#### WRITTEN TASK
Transcribe the listing in full, excluding any pictures.
++++ GIVEN DATA ++++
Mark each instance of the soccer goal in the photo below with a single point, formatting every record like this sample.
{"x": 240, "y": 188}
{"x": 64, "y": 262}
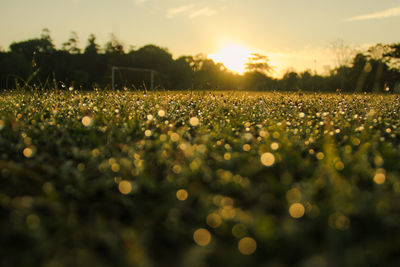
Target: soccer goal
{"x": 133, "y": 78}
++++
#### SOLUTION TO THIS TASK
Mark each instance of the soccer goal in the photo below with a single point, formatting every record like this sample.
{"x": 240, "y": 188}
{"x": 64, "y": 262}
Target: soccer goal
{"x": 133, "y": 78}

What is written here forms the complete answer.